▶ [QUOTED PASSAGE]
[BEGIN]

Let’s be honest. Being a mom, especially a homeschool mom, is a huge responsibility. The physical effort is only about 25% of the job. The rest is the invisible, unseen mental gymnastics that constantly occupy our thoughts.
Should I take advantage of this curriculum while it’s on sale even though we won’t need it until next year? Am I assigning too many math problems for a middle schooler? Or not enough? It’s already November and we’ve only completed two weeks worth of our history curriculum. What should I do about that, going forward?
Homeschooling is not for the intellectually lazy. And we all experience days where the decisions, plans, and questions threaten to overload and overwhelm us.
Recently, there’s been quite a bit of talk about a mother’s mental workload. It seems the general consensus is that women have to bear an unfair mental burden in the arena of motherhood.
Some writers suggest that this imbalance is due to social constructs. Culture teaches men that they don’t have to worry about the needs of the children and the household, because someone else will take care of that.
Is that really what’s going on? Let’s explore that, shall we?
A Grain of Truth
First, I want to start by acknowledging that there are homes where Dad is not involved in the raising of the children. He has mentally assigned that to his wife. That’s woman’s work, he tells himself.
In other homes, Dad may believe that he should be involved but behaves more like a babysitter or mother’s helper. He’s content to do odd jobs in support of the parenting responsibility. But he’s not aware enough of the children’s needs to take care of them without being asked.
Yes, these are situations that need addressing and I’ll share some thoughts in a moment about how to approach this in your home. But I suspect that there are a lot of homes in which something else is really at the root of mom’s frustration.
What’s the Measure of Unfair?
Yes, being a mom is a huge job. My mother tells me that once you have children, you never really stop caring about them, worrying for them, and thinking about them. So far, my experience has proved this out. The mental burden of being a mom can be overwhelming at times!
But how do you go about determining if you are carrying an “unfair” burden? Perhaps you can list lots of things that you think and worry about on a daily basis that aren’t even on your husband’s radar. Does that necessarily mean that he’s not as involved as he should be?

[END]

▶ [GIVEN INFORMATION]
[BEGIN]

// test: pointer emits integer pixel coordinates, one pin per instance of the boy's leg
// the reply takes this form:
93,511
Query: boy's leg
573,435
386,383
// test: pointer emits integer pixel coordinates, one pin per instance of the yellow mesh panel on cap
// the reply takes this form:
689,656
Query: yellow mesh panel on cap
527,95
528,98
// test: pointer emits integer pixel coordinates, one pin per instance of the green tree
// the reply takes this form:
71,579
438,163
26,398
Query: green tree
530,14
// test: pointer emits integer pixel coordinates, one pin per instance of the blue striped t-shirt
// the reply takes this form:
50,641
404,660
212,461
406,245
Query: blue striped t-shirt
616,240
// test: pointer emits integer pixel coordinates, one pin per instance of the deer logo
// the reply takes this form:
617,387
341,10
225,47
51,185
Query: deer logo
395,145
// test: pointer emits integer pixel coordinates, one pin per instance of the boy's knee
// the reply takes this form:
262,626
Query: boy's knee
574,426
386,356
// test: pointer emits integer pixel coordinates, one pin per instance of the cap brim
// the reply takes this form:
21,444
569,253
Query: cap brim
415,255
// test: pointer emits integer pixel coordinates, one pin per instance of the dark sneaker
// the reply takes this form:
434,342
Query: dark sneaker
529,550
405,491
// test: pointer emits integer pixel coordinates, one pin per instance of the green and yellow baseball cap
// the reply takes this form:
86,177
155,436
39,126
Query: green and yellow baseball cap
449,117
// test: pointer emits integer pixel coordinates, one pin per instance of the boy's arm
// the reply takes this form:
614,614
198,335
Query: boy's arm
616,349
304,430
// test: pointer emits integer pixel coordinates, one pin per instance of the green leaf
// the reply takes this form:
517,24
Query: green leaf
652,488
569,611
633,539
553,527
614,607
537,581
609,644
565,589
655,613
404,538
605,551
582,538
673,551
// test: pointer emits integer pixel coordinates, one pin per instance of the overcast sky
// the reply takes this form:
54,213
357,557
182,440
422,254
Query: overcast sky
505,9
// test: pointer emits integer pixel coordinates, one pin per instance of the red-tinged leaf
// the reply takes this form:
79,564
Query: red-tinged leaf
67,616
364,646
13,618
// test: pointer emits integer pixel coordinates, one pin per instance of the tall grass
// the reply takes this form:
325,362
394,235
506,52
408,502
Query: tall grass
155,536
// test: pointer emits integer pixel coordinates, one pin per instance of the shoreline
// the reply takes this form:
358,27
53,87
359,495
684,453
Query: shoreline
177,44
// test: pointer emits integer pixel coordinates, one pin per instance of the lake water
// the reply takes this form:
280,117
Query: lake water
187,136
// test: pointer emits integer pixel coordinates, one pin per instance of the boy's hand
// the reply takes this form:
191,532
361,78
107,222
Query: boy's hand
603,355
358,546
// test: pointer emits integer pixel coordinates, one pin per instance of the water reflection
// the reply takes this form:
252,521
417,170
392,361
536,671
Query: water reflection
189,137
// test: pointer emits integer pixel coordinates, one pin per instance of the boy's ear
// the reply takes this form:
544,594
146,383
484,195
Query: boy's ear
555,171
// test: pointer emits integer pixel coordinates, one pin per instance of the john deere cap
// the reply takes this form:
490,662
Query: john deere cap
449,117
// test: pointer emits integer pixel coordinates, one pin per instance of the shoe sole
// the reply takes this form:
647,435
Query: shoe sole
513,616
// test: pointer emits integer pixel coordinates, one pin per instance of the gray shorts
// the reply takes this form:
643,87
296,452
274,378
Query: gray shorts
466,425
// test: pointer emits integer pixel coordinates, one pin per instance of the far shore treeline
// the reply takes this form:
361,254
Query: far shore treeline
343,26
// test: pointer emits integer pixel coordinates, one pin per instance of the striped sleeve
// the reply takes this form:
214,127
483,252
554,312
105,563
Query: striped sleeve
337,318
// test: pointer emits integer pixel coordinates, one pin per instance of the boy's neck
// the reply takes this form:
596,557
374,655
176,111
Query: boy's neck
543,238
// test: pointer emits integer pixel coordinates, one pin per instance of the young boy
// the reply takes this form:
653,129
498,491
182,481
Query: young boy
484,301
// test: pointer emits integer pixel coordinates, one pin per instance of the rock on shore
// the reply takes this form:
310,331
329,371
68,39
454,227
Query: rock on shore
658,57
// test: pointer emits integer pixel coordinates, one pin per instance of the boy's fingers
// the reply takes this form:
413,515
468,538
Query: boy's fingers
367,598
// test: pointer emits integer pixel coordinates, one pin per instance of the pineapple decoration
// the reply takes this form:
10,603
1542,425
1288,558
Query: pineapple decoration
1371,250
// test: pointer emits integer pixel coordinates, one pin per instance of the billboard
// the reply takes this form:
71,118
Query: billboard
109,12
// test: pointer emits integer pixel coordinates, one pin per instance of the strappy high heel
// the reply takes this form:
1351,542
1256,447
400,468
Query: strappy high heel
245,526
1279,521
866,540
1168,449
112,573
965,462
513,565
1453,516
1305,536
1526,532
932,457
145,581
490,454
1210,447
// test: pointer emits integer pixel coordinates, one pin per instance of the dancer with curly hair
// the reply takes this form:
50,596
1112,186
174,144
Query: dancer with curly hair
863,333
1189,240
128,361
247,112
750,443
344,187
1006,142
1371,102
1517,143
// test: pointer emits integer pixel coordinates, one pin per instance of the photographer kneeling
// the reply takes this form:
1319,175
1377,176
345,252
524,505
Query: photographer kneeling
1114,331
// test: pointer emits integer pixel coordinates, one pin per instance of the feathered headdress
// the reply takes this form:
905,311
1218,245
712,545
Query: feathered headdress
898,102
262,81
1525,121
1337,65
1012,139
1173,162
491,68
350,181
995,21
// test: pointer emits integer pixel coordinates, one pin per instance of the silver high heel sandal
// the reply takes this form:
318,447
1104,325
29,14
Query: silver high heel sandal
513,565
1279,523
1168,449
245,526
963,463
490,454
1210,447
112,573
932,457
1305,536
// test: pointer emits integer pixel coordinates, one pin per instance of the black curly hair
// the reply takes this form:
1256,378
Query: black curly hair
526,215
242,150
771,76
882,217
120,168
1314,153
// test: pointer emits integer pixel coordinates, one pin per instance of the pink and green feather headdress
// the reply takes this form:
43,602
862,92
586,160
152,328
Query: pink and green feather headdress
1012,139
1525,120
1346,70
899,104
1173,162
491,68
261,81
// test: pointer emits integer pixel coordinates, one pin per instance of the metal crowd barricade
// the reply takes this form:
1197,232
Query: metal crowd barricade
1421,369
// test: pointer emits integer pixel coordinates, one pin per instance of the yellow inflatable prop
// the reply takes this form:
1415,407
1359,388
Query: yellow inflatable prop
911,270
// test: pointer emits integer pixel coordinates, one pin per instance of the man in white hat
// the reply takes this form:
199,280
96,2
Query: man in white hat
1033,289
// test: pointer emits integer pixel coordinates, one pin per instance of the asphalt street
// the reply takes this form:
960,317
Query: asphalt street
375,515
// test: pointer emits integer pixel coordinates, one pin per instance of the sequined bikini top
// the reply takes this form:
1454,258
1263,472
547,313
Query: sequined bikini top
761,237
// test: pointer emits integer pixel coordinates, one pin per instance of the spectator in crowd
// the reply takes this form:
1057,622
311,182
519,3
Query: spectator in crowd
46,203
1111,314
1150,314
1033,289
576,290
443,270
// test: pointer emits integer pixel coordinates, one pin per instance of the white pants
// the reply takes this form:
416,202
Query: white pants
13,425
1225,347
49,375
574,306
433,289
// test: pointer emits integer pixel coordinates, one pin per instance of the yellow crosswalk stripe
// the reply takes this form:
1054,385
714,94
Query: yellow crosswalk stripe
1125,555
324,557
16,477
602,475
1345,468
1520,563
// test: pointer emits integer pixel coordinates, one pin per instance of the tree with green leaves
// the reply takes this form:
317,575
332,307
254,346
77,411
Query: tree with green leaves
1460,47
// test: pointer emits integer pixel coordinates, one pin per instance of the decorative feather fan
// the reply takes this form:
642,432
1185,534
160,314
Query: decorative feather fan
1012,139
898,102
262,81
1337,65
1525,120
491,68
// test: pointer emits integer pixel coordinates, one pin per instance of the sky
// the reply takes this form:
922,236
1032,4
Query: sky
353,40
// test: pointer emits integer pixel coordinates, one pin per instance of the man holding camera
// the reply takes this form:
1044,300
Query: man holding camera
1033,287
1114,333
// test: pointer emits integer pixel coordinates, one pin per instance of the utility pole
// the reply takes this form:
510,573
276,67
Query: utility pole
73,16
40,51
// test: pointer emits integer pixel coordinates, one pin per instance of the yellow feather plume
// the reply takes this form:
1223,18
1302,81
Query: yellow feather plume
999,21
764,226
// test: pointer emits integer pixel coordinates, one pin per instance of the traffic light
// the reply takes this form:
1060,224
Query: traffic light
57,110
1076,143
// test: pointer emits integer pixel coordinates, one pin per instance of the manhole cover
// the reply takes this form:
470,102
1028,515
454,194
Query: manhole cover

[END]

▶ [WRITTEN EXERCISE 1]
In the homeschooling post, what share of a mom's job is physical effort?
▶ [WRITTEN EXERCISE 2]
List every line of the records that contains the string "white". Case counts.

▶ [TASK RESULT 1]
About 25%.

▶ [TASK RESULT 2]
// test: pointer emits integer pixel coordinates, one pin per instance of the man in white hat
Query: man in white hat
// test: pointer emits integer pixel coordinates, one pin per instance of the white pants
Query: white pants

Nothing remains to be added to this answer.